- TASK SET
**1)** In the passage on Bab El Oued and the constitutional referendum, shorten the paragraph that begins "The longtime president was forced to quit" while keeping its main facts.
**2)** Proceed with the passage on Bab El Oued and the constitutional referendum, picking up after its last sentence.

- PROVIDED PASSAGE
=== Begin Enclosure ===

In the Bab El Oued district of Algeria's capital, a stronghold of the Hirak protest movement, residents are divided over a revised constitution the government says will meet demands for change.
Rachid Berkani, a retiree in the working-class district of Algiers, said he won't vote in Sunday's referendum on the new text.
"There are no more prospects, no hope," he said. "The street chased (former president) Abdelaziz Bouteflika from power, but some people want to ride the wave of the Hirak to maintain the status quo."
The Hirak was born in February 2019 with vast, peaceful anti-government demonstrations sparked by Bouteflika's bid for a fifth term in office.
The longtime president was forced to quit two months later, but the Hirak kept up its weekly mass rallies for over a year in total, demanding sweeping reforms to the governing system in place since independence in 1962.
Yet since Bouteflika's departure, it has won few other victories.
"The Hirak's demands have been hijacked and many Algerians who took to the streets have been thrown into prison," Berkani said.
The government has pitched its revised constitution as the basis for a "new Algeria" that meets the movement's demands. But in Bab El Oued, many are sceptical.
Playing dominos on a park bench in the shade of a palm tree, Said scoffed at the referendum.
"The price of a kilogramme of sardines is close to 800 dinars (around five euros) and they want us to go and vote?"
Surging inflation and unemployment have turned sardines, once a working-class dinner, into luxury fare.
"The country is in a terrible state and they dare to speak of a 'new Algeria'. My 32-year-old son still lives under the same roof as me in a cramped two-room apartment," Said added.

=== End Enclosure ===

- RECORD EXCERPTS
=== Begin Enclosure ===

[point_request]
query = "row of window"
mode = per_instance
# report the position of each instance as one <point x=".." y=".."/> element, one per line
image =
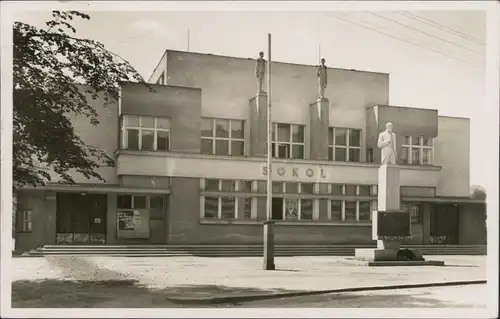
<point x="221" y="185"/>
<point x="236" y="207"/>
<point x="226" y="137"/>
<point x="155" y="204"/>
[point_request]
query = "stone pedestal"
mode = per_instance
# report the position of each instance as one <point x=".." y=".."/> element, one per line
<point x="388" y="200"/>
<point x="319" y="123"/>
<point x="269" y="245"/>
<point x="258" y="125"/>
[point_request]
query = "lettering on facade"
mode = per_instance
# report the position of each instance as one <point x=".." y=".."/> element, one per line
<point x="297" y="172"/>
<point x="398" y="238"/>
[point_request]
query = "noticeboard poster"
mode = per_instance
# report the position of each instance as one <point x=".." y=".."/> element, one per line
<point x="393" y="225"/>
<point x="133" y="224"/>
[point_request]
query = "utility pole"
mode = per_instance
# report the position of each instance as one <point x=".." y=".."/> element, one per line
<point x="319" y="53"/>
<point x="269" y="223"/>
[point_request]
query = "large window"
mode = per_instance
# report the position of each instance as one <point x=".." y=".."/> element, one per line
<point x="350" y="210"/>
<point x="140" y="202"/>
<point x="288" y="141"/>
<point x="291" y="201"/>
<point x="145" y="133"/>
<point x="26" y="221"/>
<point x="228" y="204"/>
<point x="222" y="137"/>
<point x="344" y="144"/>
<point x="415" y="210"/>
<point x="417" y="150"/>
<point x="161" y="79"/>
<point x="357" y="204"/>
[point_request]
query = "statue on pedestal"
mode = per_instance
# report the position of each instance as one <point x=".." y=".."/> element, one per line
<point x="387" y="144"/>
<point x="322" y="78"/>
<point x="260" y="71"/>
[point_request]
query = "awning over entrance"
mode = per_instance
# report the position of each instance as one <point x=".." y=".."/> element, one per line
<point x="97" y="188"/>
<point x="443" y="199"/>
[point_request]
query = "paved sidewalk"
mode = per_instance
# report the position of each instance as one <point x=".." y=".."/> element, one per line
<point x="191" y="277"/>
<point x="164" y="282"/>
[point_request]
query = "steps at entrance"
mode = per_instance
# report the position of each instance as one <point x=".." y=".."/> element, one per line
<point x="235" y="250"/>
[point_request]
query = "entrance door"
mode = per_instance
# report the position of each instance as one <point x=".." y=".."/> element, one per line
<point x="444" y="224"/>
<point x="277" y="208"/>
<point x="81" y="218"/>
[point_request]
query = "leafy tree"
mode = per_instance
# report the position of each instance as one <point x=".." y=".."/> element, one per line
<point x="55" y="72"/>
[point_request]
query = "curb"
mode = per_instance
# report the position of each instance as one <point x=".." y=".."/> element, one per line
<point x="234" y="299"/>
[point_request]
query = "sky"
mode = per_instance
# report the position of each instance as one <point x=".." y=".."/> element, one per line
<point x="436" y="59"/>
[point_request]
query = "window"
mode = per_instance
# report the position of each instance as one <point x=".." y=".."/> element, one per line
<point x="155" y="203"/>
<point x="145" y="133"/>
<point x="227" y="207"/>
<point x="364" y="210"/>
<point x="306" y="209"/>
<point x="415" y="211"/>
<point x="292" y="188"/>
<point x="417" y="150"/>
<point x="291" y="208"/>
<point x="351" y="210"/>
<point x="336" y="209"/>
<point x="156" y="207"/>
<point x="288" y="141"/>
<point x="222" y="137"/>
<point x="26" y="221"/>
<point x="307" y="188"/>
<point x="344" y="144"/>
<point x="161" y="79"/>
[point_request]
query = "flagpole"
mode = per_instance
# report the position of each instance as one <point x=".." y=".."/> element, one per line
<point x="269" y="224"/>
<point x="319" y="53"/>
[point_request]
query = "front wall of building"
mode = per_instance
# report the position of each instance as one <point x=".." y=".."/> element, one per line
<point x="43" y="207"/>
<point x="185" y="165"/>
<point x="186" y="227"/>
<point x="229" y="83"/>
<point x="104" y="136"/>
<point x="472" y="224"/>
<point x="181" y="105"/>
<point x="451" y="152"/>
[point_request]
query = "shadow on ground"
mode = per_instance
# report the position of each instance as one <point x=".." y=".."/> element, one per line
<point x="52" y="293"/>
<point x="363" y="300"/>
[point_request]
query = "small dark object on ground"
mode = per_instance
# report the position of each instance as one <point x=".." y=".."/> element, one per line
<point x="408" y="255"/>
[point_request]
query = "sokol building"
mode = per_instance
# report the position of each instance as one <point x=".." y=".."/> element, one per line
<point x="191" y="162"/>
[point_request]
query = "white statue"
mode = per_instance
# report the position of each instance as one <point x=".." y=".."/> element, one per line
<point x="387" y="144"/>
<point x="260" y="71"/>
<point x="322" y="78"/>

=== End Enclosure ===

- RESPONSES IN ORDER
**1)** Bouteflika resigned two months later. The Hirak still held weekly mass rallies for over a year in total, demanding sweeping reform of the governing system in place since independence in 1962.

**2)**
The flat was given to him by authorities after floods that devastated the district in 2001, killing 800 people.
Ali, wearing the scarf of local football team MC Alger, believes many voters will abstain.
"Few people will vote, because the poll brings nothing new," he said.
The constitutional revision is the centrepiece of a strategy by President Abdelmadjid Tebboune, currently hospitalised overseas, to move the country decisively forwards from the Hirak protests.
The movement had already suspended its rallies in March as the coronavirus pandemic struck.
The new text mentions a series of rights and freedoms, but preserves the foundations of a heavily presidential system.
- 'Leave the country' -
In the streets of Algeria, the document means little to Merzak, who is more concerned with the country's dire economic situation.
"Is that the 'new Algeria'?" he asked, looking at a woman lying on a park bench and covered with a plastic sheet.
"She is 38... she's been living alone in the park for four months," he said.
But while many are cynical, some Algerians do plan to vote in favour of the revised constitution.
Among them is Smail Boudara, 65, who manages a video production agency in the capital.
"Things have changed a lot since Tebboune was elected (in December 2019)," he said, pointing to the new president's promises to retrieve money embezzled from the state during Bouteflika's rule.
"This Constitution is going to change a lot of things. Things have already been moving for nearly a year, with all these ministers crisscrossing the country to try to improve the living conditions of Algerians," he said.
But he was abruptly cut off by a group of young men.
"Have you forgotten about the minister for youth and sport who told us to leave the country?" one interjected.
The minister, Sid Ali Khaldi, sparked outrage and was forced to apologise after saying that Algerians opposed to the constitutional revision could "change country".
Boudara admitted that the minister's comments were "arrogant" and said he should have been sacked immediately.
But he remains determined to vote "yes", as does Ahmed, another local resident aged 72.
"Putting a ballot in the box on Sunday is a duty," said Ahmed. "This constitution will help the country turn the page on 20 years of disastrous rule by Bouteflika."